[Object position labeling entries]
====
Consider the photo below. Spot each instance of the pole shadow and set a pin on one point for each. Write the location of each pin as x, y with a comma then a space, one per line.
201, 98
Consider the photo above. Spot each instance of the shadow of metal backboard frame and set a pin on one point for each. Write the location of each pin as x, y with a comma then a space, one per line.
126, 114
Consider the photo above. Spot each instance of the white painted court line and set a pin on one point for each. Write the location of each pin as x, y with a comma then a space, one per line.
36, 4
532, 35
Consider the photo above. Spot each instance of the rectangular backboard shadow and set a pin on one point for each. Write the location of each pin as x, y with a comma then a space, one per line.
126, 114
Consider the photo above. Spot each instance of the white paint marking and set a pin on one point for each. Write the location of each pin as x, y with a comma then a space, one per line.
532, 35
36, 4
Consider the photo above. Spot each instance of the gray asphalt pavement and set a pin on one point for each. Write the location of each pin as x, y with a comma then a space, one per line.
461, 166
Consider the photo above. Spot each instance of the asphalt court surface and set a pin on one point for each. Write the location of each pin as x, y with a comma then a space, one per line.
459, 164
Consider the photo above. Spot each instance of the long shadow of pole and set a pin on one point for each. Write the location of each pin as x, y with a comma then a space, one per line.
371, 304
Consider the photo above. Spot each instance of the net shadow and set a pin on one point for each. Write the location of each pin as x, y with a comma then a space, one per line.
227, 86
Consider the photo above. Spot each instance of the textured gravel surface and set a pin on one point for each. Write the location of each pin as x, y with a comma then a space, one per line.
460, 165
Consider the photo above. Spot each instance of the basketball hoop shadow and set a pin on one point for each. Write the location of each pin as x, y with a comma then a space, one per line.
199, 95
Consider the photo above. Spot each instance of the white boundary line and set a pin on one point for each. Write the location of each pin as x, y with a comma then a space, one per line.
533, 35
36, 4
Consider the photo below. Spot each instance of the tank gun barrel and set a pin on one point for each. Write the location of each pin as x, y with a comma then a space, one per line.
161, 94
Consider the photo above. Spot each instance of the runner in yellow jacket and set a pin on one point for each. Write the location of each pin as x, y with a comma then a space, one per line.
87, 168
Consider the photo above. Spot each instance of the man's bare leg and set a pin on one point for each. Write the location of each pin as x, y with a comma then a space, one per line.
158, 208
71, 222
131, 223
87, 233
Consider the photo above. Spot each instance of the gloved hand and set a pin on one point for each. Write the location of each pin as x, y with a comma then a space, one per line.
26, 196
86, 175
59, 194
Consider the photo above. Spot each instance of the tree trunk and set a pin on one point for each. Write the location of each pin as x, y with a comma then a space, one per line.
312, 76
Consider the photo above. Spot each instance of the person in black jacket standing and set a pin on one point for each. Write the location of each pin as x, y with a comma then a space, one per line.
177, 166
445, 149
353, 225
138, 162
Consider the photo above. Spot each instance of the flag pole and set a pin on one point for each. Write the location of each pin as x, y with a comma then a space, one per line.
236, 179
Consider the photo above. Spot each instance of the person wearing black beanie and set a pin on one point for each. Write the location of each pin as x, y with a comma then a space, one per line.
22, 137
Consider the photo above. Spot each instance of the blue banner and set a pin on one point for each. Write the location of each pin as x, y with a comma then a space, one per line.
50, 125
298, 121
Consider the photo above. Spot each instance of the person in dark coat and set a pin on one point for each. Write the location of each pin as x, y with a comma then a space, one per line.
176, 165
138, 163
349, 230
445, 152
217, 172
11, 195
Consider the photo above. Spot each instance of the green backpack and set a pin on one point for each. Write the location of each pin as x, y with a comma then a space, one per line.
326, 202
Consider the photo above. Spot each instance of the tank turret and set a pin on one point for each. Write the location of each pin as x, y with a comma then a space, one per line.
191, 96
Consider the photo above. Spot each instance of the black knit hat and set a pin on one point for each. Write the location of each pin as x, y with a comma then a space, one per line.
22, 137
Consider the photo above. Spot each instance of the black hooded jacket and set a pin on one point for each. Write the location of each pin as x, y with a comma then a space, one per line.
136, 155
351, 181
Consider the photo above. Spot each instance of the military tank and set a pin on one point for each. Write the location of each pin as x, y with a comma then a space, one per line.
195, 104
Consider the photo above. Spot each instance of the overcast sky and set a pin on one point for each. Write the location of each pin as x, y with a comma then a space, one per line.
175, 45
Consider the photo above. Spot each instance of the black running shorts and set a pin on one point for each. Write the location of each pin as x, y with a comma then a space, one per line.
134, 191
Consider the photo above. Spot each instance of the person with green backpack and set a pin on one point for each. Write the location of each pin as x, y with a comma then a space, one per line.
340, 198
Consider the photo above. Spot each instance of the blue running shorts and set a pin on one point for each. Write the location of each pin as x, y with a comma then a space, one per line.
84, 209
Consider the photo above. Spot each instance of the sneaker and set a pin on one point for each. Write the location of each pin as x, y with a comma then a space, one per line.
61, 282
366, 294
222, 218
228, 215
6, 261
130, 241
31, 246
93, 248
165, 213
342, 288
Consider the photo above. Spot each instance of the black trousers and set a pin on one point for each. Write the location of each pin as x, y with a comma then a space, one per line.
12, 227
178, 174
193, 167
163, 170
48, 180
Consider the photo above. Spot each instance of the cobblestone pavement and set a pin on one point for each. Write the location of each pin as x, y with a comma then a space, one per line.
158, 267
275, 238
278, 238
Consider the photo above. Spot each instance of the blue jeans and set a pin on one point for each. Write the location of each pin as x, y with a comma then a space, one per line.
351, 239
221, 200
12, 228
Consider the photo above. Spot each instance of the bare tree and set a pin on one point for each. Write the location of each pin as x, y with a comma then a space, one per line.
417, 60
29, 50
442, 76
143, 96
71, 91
====
**PROBLEM DESCRIPTION**.
Write every entry out again exactly.

**ANSWER IN FULL**.
Consider the photo below. Spot each instance of the pole shadow and set a pin on one point for each. Write the location of each pin as x, y with a comma then a space, one per line.
201, 98
Consider the photo above. Spot each instance of the shadow of metal backboard frame and set a pin on one point for each. Write the location of each pin as x, y with a comma then a space, one per line.
126, 114
Consider the photo above. Spot each instance of the white painted court line and set a pin on one point for each. Write the location of each pin as x, y with a comma then a space, one per line.
36, 4
532, 35
Consider the photo above. Spot each instance of the rectangular backboard shadow and set a pin on one point for each. Write the location of each pin as x, y with a comma then a space, one per line.
126, 114
Consider the photo above. Spot each instance of the white paint marking and set a pin on one point for each. Write the location of each pin as x, y with a comma then a space, one per line.
532, 35
36, 4
Consider the photo above. Spot each instance of the gray asphalt pavement and set a pin on one point for each. Write the location of each pin as x, y with a comma then a space, one per line.
461, 166
Consider the photo above. Spot each instance of the asphalt court surface and set a pin on one point for each. Write the location of each pin as x, y with a comma then a space, one per line.
459, 164
Consider the photo above. Spot each instance of the long shadow of pole and set a pin on one point for each. Write the location of each pin as x, y with a comma then a space, one per line.
371, 304
Consider the photo above. Spot each instance of the net shadow and set a pin on one point for each. Write the location of each pin as x, y with a comma then a space, one per line.
227, 86
Consider the photo above. Spot each instance of the textured gravel surface and set a pin on one point for each. Write the location of each pin as x, y with a comma then a space, one per line.
460, 165
Consider the photo above. Spot each instance of the basketball hoop shadow and set a pin on one point for each. Write the location of each pin as x, y with a comma then a space, one per line.
199, 95
Consider the photo above. Spot each instance of the white boundary line and set a pin on one point for each. Write the location of each pin as x, y with a comma then a space, one per line.
533, 35
36, 4
Consider the photo below. Spot each instance of the tank gun barrel and set a pin on one point for each. Write the location of each pin as x, y with a comma then a space, one per line.
161, 94
Consider the photo above. Spot each instance of the runner in yellow jacket and set a pin on one point for each. Write the location of each pin as x, y with a comma then a space, one per line.
87, 168
Consider the photo above. Spot each instance of the man's bare leg and set a pin on one point for each. Write the location of each pin as x, y with a comma then a space, one per line.
158, 208
71, 222
131, 223
87, 233
Consider the photo above. Spot each instance of the gloved hand and set a pin on one point for each. Write the location of each pin as x, y with a comma then a space, one per line.
26, 196
86, 175
59, 194
Consider the photo above. Spot each instance of the tree trunk and set a pin on one point for each. Write the location of each pin as x, y with a comma then a space, one per line.
312, 76
Consider the photo above. Spot each instance of the person in black jacket standing and set a pin on one point for each. Write the location of each pin as x, y with a comma then a space, one per line.
177, 166
445, 149
353, 225
138, 162
Consider the photo above. Spot each instance of the flag pole and set a pin on one point for each. Write the location of each pin as x, y with a comma then a space, one per line.
236, 179
Consider the photo above. Spot each instance of the person wearing black beanie and set a pin on one point for each. Write the location of each pin as x, y with a comma then a space, one per line.
22, 137
Consider the photo above. Spot each instance of the blue banner and set a pin on one point for each. Write the location of each pin as x, y with a comma then a space, one per line.
50, 125
298, 121
Consider the photo above. Spot each instance of the person in dark coat and set a pin on one point for each. Write the location of each pin as x, y with a comma then a space, one per line.
176, 165
138, 163
349, 230
445, 152
217, 172
11, 195
Consider the photo above. Spot each instance of the green backpack and set a pin on one point for each. Write the location of each pin as x, y with a comma then a space, one per line.
326, 202
Consider the photo above. Spot each instance of the tank turret and set a pin on one point for each. Write the location of each pin as x, y with a comma then a space, one per line.
191, 96
Consider the photo above. Spot each instance of the black knit hat and set a pin on one point for each. Write the location of each pin as x, y with a comma then a space, one per line.
22, 137
Consider the photo above. Spot each instance of the black hooded jacket and set a pin on one point for each. Write the location of each pin as x, y with a comma then a space, one per line.
136, 155
351, 181
Consider the photo above. Spot each instance of the military tank and set a pin on one point for each. Write the location of each pin as x, y with a comma then a space, one per line.
195, 104
Consider the photo above. Spot each instance of the overcast sky and set a pin on one point for each. Write the location of each pin as x, y with a comma then a space, one per line.
175, 45
Consider the photo above. Spot each instance of the black running shorts and set a pin on one point for each. Write the location of each pin as x, y with a comma then a space, one per line.
134, 191
Consider the photo above. Spot each instance of the person with green backpack and set a pin on one point for each. Write the location of each pin as x, y with a comma then a space, one per line.
340, 198
Consider the photo above. Spot each instance of the blue running shorts and set a pin on one point for each. Write the location of each pin as x, y with a comma then a space, one per line.
84, 209
Consider the photo above. Spot each instance of the sneaker and set a pin on one point for each. Write the location of each pin as x, y with a comma then a space, one per line.
61, 282
366, 294
222, 218
228, 215
6, 261
130, 241
31, 246
93, 248
165, 213
342, 288
Consider the photo above. Spot each instance of the black trousers and set a pin on one point for each. Write the location of each pin as x, y with a comma then a space, one per line.
12, 227
178, 174
193, 167
163, 170
48, 180
Consider the photo above. Spot each instance of the cobblestone pavement and set a pin on one point for each. Write the location of each pin as x, y with a comma then a space, one per line.
158, 267
275, 238
278, 238
Consider the photo above. Spot each instance of the blue jeans and set a pin on one point for each. Write the location of each pin as x, y with a comma then a space, one per line.
351, 239
221, 200
12, 228
Consider the photo above. Spot each instance of the bare tree and set a pin on one point for each. Write the location of each pin as x, y with a comma then a space, one per line.
417, 60
29, 50
442, 76
143, 96
71, 91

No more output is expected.